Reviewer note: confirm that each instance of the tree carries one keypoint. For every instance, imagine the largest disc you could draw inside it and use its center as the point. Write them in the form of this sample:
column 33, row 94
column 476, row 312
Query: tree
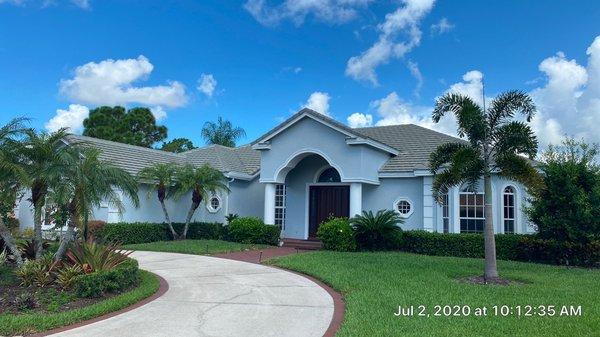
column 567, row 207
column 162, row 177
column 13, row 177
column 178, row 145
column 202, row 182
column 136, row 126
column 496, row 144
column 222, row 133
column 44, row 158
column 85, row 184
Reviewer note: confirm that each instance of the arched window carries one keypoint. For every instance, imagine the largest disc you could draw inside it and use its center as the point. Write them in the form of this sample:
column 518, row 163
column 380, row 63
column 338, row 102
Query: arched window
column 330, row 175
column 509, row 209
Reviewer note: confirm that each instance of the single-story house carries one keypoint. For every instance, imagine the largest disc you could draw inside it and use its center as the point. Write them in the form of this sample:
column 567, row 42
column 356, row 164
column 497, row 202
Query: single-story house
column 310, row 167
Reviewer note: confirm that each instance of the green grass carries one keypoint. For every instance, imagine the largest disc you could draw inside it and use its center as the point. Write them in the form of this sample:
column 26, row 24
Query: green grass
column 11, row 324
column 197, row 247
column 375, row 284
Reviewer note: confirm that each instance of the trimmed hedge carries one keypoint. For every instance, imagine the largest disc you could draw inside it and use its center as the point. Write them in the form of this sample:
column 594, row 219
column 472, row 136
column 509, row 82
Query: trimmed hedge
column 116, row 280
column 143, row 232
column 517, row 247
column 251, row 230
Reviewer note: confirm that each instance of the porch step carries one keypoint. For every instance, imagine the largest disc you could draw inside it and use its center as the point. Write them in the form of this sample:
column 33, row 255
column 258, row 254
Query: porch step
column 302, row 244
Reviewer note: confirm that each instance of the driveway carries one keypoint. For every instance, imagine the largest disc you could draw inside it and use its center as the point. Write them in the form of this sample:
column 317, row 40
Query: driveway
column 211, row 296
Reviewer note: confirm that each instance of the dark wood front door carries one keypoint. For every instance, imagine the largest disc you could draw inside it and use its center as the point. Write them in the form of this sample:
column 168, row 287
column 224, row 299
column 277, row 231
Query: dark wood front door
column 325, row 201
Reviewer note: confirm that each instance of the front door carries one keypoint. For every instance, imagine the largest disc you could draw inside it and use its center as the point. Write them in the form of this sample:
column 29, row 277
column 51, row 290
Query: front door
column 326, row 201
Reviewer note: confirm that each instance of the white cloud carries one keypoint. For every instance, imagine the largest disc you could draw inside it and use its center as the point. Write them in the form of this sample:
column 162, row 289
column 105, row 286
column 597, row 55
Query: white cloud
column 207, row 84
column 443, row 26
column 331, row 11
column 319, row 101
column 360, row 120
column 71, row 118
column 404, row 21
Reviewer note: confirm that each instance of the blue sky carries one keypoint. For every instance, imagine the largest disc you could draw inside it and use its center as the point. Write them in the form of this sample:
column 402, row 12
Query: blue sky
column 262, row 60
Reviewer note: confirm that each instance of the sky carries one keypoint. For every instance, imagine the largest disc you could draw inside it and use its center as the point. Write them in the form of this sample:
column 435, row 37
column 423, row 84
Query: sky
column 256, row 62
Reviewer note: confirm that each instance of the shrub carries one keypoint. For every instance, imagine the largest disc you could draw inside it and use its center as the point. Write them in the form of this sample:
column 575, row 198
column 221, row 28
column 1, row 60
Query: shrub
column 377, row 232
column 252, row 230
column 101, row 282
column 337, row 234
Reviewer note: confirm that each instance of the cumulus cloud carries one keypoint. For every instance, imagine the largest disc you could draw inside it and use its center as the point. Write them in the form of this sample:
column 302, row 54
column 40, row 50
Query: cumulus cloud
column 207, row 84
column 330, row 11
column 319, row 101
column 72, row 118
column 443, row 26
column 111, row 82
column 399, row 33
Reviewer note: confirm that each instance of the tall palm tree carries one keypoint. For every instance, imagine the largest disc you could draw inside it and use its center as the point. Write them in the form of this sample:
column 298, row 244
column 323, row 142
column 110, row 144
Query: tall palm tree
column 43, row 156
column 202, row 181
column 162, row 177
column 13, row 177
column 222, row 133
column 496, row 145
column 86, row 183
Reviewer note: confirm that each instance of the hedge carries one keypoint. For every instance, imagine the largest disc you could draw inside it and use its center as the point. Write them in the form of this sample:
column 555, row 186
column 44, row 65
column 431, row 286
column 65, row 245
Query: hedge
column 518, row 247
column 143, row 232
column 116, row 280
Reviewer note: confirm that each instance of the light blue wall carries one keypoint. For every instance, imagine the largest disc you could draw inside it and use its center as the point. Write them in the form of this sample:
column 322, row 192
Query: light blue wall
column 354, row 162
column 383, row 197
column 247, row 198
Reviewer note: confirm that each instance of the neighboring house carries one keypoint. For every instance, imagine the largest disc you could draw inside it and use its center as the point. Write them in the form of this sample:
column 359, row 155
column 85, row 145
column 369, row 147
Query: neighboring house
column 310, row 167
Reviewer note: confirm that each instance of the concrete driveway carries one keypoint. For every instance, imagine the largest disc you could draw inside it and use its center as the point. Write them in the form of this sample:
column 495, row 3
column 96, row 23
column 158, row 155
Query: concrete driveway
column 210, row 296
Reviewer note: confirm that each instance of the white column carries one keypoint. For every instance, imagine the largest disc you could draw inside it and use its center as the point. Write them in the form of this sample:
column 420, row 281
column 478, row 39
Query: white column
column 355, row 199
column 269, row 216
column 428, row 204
==
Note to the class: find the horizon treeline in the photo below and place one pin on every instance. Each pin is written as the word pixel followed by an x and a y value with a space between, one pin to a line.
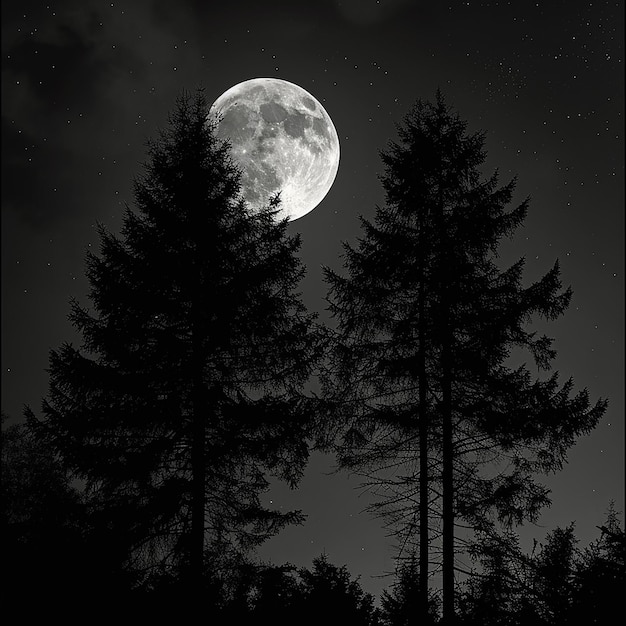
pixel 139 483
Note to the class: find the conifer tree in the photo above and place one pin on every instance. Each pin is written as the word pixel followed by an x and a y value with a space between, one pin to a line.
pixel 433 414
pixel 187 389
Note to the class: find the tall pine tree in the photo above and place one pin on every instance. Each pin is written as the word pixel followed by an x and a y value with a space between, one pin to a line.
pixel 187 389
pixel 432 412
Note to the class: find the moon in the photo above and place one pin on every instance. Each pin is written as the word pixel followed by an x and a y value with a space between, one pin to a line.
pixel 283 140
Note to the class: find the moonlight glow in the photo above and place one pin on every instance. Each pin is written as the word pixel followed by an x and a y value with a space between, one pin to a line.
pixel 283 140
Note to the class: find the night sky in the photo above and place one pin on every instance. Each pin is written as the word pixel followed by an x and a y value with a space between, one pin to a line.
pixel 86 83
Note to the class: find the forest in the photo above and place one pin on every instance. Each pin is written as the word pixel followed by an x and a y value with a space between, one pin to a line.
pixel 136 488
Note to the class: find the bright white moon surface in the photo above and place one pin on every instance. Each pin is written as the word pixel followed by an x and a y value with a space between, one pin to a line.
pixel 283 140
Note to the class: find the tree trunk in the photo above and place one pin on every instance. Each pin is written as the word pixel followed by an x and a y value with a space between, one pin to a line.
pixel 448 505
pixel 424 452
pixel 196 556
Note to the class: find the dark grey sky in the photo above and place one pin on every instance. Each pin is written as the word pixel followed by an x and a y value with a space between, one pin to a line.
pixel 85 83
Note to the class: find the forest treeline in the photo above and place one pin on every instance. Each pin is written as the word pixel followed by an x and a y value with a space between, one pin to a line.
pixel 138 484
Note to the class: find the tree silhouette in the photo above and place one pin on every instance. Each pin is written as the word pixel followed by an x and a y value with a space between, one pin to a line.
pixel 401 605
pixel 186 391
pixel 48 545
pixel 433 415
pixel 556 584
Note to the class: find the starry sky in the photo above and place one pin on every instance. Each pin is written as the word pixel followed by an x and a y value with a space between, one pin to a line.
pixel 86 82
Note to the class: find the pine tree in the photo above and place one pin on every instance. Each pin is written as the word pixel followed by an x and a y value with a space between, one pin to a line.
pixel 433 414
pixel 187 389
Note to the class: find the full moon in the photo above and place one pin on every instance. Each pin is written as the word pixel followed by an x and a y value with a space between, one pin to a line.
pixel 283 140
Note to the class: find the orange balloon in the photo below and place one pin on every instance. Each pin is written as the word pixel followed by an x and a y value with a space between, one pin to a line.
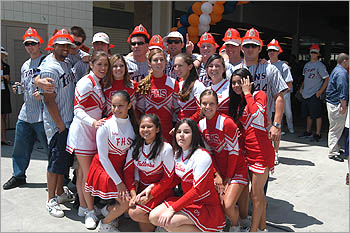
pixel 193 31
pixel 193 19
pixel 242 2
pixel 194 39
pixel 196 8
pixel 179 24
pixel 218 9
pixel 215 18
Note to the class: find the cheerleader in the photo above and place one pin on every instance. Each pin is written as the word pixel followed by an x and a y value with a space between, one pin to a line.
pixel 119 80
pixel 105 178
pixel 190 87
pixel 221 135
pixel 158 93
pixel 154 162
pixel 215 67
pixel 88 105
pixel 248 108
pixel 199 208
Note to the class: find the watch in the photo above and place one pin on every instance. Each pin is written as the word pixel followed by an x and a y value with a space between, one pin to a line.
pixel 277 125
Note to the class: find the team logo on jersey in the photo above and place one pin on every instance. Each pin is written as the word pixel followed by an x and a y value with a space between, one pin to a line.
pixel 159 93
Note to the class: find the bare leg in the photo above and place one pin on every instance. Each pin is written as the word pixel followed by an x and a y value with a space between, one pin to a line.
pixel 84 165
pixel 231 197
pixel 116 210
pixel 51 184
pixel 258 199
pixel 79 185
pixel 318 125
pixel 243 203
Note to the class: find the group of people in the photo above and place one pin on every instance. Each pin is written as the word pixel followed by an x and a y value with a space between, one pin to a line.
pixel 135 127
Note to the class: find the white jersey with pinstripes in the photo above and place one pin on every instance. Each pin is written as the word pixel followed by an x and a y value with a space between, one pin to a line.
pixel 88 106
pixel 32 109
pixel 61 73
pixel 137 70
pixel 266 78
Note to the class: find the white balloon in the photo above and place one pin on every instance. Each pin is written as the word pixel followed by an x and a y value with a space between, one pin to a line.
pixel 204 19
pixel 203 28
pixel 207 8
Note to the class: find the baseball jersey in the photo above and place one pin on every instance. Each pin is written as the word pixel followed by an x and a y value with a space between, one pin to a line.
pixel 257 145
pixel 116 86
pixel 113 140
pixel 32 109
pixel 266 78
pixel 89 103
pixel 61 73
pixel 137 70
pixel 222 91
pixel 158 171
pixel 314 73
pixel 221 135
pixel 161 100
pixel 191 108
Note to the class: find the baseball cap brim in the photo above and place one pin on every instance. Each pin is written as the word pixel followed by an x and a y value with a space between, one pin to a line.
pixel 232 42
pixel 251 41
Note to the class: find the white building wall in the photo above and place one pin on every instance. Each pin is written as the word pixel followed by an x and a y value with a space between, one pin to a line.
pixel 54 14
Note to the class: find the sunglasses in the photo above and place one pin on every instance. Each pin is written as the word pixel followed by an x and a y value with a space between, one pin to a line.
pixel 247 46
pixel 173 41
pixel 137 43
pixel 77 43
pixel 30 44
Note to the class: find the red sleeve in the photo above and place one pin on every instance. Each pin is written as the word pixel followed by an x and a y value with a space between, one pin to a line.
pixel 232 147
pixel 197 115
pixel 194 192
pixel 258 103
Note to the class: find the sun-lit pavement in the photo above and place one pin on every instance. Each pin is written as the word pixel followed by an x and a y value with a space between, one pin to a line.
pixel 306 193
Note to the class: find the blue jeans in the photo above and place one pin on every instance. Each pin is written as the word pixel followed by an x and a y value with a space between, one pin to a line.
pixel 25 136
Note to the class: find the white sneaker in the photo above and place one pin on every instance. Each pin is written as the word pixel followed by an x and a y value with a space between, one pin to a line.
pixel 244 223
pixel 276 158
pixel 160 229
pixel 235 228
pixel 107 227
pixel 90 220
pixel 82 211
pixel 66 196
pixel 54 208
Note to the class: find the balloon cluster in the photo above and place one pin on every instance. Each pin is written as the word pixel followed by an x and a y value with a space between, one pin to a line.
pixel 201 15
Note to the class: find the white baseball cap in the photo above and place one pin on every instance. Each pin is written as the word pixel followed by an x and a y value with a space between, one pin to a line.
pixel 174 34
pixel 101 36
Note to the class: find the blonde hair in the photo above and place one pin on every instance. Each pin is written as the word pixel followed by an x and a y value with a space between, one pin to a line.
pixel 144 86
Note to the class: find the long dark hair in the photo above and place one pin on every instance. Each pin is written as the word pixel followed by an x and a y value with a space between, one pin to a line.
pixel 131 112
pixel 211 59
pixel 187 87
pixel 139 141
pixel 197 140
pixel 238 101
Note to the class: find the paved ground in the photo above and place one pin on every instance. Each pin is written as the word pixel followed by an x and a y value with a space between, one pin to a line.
* * *
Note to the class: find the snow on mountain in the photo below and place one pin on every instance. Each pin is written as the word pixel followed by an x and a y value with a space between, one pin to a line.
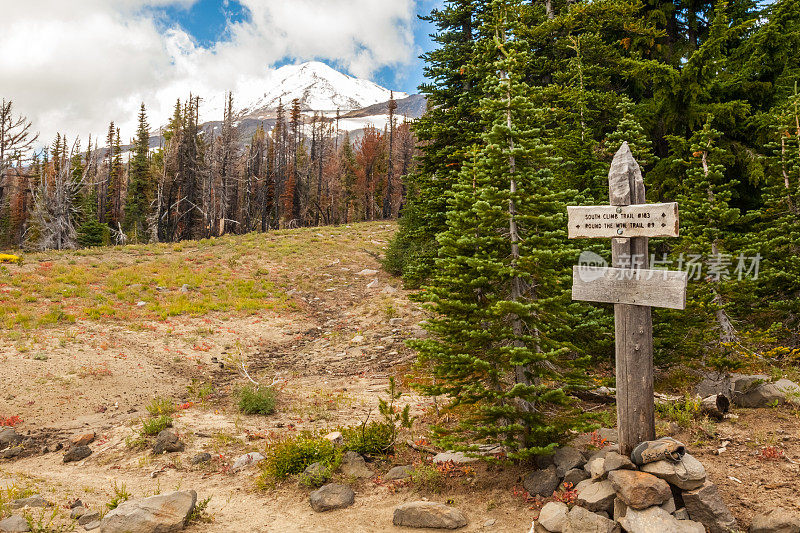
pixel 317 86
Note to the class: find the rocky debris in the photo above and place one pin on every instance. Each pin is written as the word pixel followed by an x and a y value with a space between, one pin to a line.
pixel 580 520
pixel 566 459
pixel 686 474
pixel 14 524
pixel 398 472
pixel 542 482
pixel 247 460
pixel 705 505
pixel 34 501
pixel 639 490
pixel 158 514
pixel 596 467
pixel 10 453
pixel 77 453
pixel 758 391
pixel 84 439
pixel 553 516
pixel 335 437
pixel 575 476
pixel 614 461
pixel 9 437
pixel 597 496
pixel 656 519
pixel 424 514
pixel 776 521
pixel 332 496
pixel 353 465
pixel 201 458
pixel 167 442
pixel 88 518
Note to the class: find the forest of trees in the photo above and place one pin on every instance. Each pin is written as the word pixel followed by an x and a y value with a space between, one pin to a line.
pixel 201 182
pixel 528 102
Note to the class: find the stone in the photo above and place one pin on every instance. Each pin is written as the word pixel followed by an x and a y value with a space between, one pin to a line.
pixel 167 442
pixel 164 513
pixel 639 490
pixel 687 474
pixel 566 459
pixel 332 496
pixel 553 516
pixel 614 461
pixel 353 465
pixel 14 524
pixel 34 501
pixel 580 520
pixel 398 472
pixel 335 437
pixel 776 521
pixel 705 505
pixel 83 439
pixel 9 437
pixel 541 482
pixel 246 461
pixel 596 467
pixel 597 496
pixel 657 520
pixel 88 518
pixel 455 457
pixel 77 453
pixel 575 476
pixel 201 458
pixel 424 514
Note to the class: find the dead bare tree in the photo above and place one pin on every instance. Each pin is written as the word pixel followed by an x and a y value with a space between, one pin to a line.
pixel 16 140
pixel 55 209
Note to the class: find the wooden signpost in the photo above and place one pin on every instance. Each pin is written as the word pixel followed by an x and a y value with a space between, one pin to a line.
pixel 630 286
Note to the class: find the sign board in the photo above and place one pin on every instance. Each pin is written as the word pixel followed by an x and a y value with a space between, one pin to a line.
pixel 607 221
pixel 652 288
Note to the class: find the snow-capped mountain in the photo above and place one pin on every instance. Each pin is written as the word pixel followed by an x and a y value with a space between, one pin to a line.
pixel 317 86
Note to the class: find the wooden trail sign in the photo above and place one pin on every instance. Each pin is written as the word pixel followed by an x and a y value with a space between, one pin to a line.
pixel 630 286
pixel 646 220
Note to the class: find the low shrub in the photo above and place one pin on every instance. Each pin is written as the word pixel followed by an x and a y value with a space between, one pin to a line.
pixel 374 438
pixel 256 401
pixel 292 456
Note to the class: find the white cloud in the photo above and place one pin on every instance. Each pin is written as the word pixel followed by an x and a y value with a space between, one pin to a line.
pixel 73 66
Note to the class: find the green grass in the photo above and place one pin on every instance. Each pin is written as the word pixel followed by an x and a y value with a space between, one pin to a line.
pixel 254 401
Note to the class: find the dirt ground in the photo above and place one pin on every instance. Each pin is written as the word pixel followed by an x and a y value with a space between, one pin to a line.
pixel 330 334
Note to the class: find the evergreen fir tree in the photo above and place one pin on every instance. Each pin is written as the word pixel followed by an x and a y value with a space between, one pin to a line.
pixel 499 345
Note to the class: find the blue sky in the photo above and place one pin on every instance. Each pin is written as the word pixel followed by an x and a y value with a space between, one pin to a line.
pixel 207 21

Work instruction: Beginning at the line with "column 322, row 192" and ending at the line with "column 369, row 147", reproduce each line of the data above exactly, and add no other lines.

Exercise output:
column 322, row 192
Query: light blue wall
column 354, row 162
column 383, row 197
column 247, row 198
Reviewer note: confirm that each instance of the neighboring house carries one keypoint. For every instance, imagine the largest disc you could draw inside it and use its center as the point. Write them in the form of this sample:
column 359, row 155
column 85, row 145
column 369, row 147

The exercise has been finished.